What you need to do:
Restate all of the entries verbatim.

►

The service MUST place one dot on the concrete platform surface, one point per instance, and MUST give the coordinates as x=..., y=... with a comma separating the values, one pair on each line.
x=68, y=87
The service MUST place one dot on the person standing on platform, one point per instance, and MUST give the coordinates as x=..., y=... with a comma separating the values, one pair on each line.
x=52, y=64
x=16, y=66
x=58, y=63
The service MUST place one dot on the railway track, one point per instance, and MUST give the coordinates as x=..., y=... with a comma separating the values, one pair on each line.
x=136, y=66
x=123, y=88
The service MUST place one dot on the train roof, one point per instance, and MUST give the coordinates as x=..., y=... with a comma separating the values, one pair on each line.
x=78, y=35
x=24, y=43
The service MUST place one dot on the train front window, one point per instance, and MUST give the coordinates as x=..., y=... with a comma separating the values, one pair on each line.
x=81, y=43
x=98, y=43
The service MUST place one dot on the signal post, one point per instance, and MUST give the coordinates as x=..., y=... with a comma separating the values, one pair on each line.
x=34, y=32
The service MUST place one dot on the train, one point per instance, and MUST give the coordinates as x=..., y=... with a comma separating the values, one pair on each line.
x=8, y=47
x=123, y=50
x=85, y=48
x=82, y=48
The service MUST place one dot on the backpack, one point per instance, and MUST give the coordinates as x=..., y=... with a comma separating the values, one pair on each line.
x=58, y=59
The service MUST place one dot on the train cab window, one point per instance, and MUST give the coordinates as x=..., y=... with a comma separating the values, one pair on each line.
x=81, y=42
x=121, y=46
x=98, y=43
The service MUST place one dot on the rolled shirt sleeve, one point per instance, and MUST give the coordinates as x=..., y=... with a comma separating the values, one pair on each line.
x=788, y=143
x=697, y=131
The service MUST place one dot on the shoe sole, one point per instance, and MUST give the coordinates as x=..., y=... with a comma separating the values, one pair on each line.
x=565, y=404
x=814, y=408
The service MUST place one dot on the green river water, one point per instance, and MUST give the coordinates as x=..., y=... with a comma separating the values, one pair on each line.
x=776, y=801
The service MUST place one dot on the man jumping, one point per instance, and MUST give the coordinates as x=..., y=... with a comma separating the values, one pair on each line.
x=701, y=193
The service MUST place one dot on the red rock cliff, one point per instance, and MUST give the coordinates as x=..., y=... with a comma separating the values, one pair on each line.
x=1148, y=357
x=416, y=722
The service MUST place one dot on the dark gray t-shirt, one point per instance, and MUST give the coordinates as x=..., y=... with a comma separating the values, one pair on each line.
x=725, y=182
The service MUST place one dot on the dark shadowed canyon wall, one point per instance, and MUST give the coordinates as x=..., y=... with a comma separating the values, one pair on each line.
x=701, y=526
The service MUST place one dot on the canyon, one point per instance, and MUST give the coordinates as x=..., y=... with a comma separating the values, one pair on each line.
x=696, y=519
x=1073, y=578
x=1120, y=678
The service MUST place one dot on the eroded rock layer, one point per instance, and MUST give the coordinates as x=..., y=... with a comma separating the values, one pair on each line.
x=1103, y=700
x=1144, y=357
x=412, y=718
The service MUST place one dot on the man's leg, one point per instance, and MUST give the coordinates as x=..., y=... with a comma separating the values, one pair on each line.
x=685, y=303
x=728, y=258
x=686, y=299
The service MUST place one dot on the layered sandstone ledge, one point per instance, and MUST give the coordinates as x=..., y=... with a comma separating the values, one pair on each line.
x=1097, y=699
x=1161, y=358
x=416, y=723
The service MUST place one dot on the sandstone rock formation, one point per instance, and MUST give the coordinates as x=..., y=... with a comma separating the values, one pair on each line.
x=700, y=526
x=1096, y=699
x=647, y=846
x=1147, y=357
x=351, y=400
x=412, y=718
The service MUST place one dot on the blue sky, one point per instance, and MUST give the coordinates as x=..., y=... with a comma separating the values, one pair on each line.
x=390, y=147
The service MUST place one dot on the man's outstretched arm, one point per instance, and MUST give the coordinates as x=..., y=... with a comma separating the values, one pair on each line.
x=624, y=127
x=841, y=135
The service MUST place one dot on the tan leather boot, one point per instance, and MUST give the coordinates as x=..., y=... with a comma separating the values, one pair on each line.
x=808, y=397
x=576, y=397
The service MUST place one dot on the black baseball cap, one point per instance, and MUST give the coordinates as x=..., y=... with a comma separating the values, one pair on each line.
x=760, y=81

◄

Answer to the exercise:
The service MUST place one dot on the concrete platform surface, one point per instance, and MUST give the coordinates as x=..., y=... with a comma separating the values, one pair on each line.
x=68, y=87
The service MUST place one dot on the person standing on platform, one point per instance, and MUST give the coordinates as x=..., y=... with a comma separating the values, one pair on each line.
x=52, y=64
x=16, y=66
x=58, y=63
The service MUST place one dot on the railway track, one point per instance, and MUST give the coordinates as x=..., y=... with a comma separating the values, one pair on each line.
x=136, y=66
x=123, y=88
The service MUST place one dot on the train roof, one point per instance, and MUST give the coordinates as x=..., y=... with a comma separating the values, one pair on each line.
x=78, y=35
x=24, y=43
The service MUST place one dot on the train front window, one point per instance, and MUST give the coordinates as x=..., y=... with a comma separating the values, one pair on each line.
x=81, y=43
x=98, y=43
The service MUST place one dot on the signal post, one point per instance, and MUST give the coordinates as x=..., y=... with a comma separating the values, one pair on each line.
x=34, y=32
The service MUST place one dot on the train, one point per instance, and MUST give the coordinates as x=..., y=... with a comma separating the values, one pair on each line.
x=8, y=47
x=123, y=50
x=85, y=48
x=82, y=48
The service MUST place one dot on the backpack, one point per instance, and MUST give the coordinates as x=..., y=... with a comma separating the values, one pair on each line.
x=58, y=59
The service MUST place one dot on the train cab window, one point per instance, and MUST give the coordinates as x=..., y=... with a comma separating the values, one pair on each line.
x=81, y=42
x=121, y=46
x=98, y=43
The service MUST place one dot on the rolled shirt sleeve, one point per instance, and MUST give the coordinates as x=..., y=... with a comma separating the values, one pair on each line.
x=788, y=143
x=697, y=131
The service MUST place one dot on the shoe sole, one point per instance, and MUST give the coordinates as x=..., y=... with a comma separating the values, one pair on each line.
x=565, y=404
x=814, y=408
The service MUST place one dot on the green river water, one point per instance, and MUST give the coordinates as x=..., y=... with a comma separating the values, one pair on each line.
x=776, y=801
The service MUST place one dot on the man jumping, one point per instance, and MUST give the coordinates as x=..., y=... with a comma separating the values, one pair on each line.
x=701, y=193
The service MUST place one dot on the red rock cliff, one point per instance, and MUST give the coordinates as x=..., y=... with a comma separating the values, one pair on each line.
x=1148, y=357
x=416, y=722
The service MUST place one dot on the dark gray t-shirt, one point per instance, and MUST give the coordinates as x=..., y=... with a comma separating the values, one pair on each line.
x=725, y=182
The service MUST place one dot on the dark shadowed canyon wall, one point per instance, and MUST give the coordinates as x=..., y=... with a comma separating the values, one pair on each line.
x=701, y=526
The service MUST place one dot on the canyon, one point per instance, and MUST give the coordinates as x=..., y=... with a comma separating the values, one pair on each line.
x=696, y=519
x=1073, y=578
x=1120, y=678
The service MUST place one dot on the eroded rock layer, one point per instance, and MUST give the coordinates as x=..., y=... with a comma separating the values, one pair on each line.
x=1103, y=700
x=1144, y=357
x=412, y=718
The service MUST place one dot on the man's leg, one point per instance, and MUST give the coordinates as x=..., y=... with a comma separating the values, one pair on each line.
x=685, y=303
x=728, y=258
x=686, y=299
The service MUST place one dot on the layered sandstone ledge, one point per instance, and MUST give the coordinates as x=..., y=... with a comma separating the values, one pair on each line.
x=1097, y=699
x=1161, y=358
x=416, y=723
The service MUST place one dot on the sandstone rock formation, one point per instance, and MUST give the coordinates as x=..., y=... with a comma separating the values, one pair on each line.
x=700, y=526
x=1096, y=699
x=647, y=846
x=1147, y=357
x=351, y=400
x=412, y=718
The service MUST place one dot on the blue sky, one point per instance, and MUST give the coordinates as x=..., y=... with a comma separating the values, one pair on each line.
x=390, y=147
The service MUST place one dot on the man's outstretched arm, one point per instance, and MUST give the coordinates as x=..., y=... with a comma separating the values, one pair on each line.
x=624, y=127
x=841, y=135
The service MUST place one dot on the tan leather boot, one point per instance, and MUST give the coordinates as x=..., y=... with a comma separating the values, one pair on each line.
x=808, y=397
x=576, y=397
The service MUST place one dot on the black baseball cap, one point per instance, and MUST give the coordinates as x=..., y=... with a comma separating the values, one pair on each line.
x=760, y=81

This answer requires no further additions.